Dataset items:
##########

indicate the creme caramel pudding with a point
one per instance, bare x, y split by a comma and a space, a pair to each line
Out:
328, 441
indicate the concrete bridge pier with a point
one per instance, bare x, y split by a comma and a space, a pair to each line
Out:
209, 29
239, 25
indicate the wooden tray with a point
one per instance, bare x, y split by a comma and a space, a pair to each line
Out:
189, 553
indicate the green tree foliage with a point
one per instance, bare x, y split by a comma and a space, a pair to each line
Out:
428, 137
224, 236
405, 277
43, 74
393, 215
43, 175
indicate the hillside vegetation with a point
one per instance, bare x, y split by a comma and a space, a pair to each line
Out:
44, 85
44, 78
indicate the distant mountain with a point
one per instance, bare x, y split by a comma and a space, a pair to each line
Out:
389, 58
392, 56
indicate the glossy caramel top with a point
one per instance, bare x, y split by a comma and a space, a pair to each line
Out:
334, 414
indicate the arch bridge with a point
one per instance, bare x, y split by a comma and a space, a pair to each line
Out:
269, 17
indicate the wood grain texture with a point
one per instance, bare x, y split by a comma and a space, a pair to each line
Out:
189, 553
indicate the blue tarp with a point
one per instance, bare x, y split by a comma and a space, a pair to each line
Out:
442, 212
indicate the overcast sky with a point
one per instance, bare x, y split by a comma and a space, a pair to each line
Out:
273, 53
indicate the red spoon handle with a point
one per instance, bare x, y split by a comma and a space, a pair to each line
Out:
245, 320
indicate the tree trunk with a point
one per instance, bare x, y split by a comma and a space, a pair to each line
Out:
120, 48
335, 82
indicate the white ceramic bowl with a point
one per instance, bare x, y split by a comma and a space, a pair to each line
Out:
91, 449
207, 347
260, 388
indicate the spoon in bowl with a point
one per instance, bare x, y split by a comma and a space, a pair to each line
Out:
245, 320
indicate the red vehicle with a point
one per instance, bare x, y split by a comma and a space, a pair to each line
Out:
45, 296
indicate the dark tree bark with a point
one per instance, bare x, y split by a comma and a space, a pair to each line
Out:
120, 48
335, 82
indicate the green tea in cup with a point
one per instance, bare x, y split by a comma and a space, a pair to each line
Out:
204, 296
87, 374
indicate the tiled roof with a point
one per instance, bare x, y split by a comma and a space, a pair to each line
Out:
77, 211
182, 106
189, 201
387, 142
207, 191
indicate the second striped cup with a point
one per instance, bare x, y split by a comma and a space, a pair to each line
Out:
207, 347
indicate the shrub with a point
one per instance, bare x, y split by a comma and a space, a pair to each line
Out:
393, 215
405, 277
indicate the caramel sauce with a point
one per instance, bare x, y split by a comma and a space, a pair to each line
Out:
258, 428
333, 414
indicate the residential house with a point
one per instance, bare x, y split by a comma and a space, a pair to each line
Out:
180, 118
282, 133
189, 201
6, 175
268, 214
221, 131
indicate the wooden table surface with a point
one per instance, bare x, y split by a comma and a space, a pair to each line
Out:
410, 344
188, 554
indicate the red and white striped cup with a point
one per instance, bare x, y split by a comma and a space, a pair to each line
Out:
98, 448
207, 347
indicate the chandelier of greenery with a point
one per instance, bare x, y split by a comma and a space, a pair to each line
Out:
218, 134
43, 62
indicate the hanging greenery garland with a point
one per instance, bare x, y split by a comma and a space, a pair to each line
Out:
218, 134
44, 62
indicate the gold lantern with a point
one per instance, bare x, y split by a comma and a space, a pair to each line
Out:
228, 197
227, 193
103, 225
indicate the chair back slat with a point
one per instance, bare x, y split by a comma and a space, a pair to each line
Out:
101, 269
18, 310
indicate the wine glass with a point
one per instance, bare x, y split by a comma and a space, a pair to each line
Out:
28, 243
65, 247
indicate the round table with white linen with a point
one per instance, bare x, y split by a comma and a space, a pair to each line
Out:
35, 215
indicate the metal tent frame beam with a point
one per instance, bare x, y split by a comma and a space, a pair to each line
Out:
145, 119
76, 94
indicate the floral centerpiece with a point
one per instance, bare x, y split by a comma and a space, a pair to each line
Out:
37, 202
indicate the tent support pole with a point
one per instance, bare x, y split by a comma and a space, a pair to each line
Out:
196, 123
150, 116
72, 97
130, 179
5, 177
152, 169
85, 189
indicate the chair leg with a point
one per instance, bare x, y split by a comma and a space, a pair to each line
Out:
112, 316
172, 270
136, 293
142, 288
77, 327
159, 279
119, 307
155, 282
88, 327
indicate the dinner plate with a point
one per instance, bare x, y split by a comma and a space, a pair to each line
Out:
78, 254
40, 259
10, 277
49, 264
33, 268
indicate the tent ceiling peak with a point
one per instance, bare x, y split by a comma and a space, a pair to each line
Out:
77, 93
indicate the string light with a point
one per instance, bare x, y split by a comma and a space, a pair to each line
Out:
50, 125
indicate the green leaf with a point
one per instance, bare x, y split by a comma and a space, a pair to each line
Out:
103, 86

##########

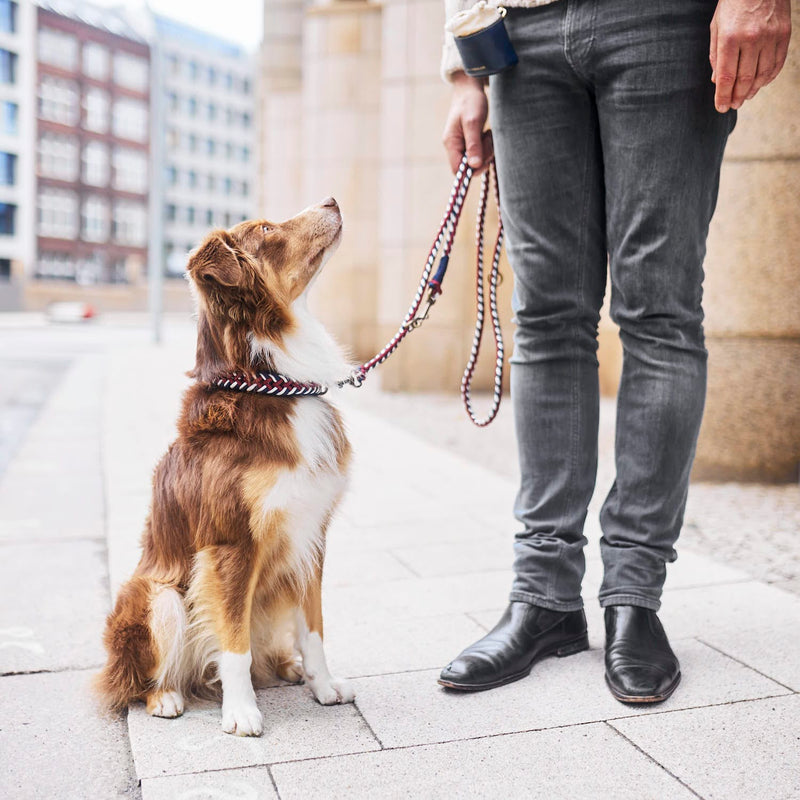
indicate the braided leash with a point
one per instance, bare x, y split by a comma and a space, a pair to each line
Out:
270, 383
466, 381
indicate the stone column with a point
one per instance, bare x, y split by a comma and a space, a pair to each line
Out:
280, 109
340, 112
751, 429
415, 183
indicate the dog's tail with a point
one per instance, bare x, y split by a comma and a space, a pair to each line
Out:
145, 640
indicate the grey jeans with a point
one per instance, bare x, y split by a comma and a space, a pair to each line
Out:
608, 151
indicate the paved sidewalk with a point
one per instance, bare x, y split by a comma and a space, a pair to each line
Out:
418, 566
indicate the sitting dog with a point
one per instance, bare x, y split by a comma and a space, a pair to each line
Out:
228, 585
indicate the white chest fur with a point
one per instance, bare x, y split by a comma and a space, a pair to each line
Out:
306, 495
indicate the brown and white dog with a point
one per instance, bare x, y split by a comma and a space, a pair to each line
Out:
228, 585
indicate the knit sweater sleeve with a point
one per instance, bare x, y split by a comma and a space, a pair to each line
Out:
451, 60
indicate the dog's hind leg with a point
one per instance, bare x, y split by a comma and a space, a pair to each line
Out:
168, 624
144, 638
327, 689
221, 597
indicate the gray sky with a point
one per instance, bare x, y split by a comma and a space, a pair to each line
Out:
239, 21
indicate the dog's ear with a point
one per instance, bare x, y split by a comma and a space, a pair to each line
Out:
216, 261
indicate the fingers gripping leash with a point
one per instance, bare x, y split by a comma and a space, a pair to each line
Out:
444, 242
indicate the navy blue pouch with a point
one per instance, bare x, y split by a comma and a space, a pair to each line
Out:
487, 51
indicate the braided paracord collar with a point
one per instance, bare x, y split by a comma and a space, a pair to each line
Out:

##########

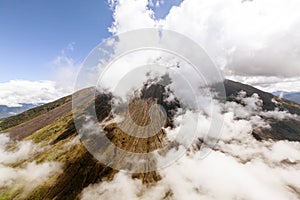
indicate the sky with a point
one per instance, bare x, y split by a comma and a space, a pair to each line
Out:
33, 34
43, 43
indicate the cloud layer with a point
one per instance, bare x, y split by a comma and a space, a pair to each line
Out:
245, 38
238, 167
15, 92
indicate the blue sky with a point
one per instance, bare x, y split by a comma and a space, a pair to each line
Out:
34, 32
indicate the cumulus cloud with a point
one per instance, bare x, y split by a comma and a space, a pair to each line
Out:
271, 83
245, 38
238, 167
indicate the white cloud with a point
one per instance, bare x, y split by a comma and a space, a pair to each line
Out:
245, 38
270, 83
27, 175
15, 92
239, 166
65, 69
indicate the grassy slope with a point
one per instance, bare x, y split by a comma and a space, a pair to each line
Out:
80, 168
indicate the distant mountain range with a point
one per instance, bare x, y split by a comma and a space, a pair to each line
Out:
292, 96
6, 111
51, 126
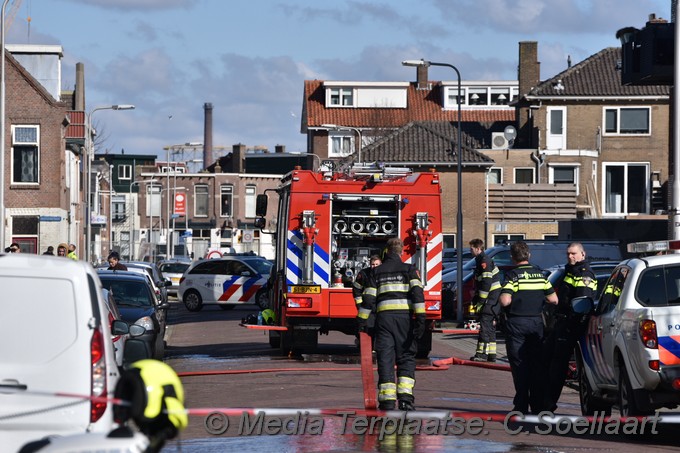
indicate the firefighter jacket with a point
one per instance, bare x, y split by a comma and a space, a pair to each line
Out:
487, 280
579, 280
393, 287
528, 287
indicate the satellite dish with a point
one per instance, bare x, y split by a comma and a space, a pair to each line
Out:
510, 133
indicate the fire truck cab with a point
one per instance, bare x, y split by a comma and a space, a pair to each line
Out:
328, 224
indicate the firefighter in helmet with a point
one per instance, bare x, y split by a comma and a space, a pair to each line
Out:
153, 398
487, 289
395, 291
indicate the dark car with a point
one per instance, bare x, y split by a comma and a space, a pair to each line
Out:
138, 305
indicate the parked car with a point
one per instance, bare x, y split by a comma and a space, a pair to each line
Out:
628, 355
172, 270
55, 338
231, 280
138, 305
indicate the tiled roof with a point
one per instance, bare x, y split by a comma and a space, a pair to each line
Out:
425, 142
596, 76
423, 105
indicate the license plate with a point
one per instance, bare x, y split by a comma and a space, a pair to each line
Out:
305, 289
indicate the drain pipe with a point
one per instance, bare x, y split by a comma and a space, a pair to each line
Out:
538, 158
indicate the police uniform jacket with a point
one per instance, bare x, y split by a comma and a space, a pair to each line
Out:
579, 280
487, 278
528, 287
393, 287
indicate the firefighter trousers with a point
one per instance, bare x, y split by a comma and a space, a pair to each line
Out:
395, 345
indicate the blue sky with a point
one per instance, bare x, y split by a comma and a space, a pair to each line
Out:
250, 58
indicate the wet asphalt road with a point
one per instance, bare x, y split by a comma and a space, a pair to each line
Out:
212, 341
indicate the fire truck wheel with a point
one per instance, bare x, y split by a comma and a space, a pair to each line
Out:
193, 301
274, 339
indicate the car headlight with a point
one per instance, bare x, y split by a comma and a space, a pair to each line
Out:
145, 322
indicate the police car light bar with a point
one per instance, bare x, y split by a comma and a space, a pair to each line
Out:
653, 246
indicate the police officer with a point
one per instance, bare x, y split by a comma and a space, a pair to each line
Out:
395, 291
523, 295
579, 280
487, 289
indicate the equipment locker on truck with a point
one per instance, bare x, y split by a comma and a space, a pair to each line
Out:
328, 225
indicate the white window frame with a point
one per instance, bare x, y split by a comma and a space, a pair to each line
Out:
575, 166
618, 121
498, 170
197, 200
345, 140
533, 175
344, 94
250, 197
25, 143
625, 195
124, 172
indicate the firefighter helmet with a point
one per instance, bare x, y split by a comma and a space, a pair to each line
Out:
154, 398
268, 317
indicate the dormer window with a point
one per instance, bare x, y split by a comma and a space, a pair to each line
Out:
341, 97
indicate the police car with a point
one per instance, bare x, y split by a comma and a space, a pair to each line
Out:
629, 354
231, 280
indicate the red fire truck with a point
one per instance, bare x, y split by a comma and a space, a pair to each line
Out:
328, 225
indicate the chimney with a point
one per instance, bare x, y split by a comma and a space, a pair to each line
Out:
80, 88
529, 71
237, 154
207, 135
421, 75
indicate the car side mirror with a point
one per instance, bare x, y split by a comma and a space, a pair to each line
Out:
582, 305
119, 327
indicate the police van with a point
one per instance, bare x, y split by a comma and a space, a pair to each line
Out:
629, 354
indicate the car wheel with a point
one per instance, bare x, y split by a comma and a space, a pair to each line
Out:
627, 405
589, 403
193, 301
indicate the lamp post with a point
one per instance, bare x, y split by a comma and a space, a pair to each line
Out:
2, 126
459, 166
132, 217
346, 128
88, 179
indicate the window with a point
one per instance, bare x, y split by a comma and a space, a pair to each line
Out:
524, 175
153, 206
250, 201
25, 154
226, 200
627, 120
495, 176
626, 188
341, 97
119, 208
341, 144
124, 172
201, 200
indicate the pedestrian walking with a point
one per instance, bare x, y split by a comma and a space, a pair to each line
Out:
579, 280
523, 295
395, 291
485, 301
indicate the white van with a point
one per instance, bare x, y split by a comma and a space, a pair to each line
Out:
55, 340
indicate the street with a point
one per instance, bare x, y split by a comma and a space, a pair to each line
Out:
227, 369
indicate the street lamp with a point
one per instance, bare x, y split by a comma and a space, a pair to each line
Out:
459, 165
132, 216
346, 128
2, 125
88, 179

##########

Task details:
Copy out each line of the entries above that holds "spoon".

Response:
indicate the red spoon handle with a point
indicate the spoon in bowl with a point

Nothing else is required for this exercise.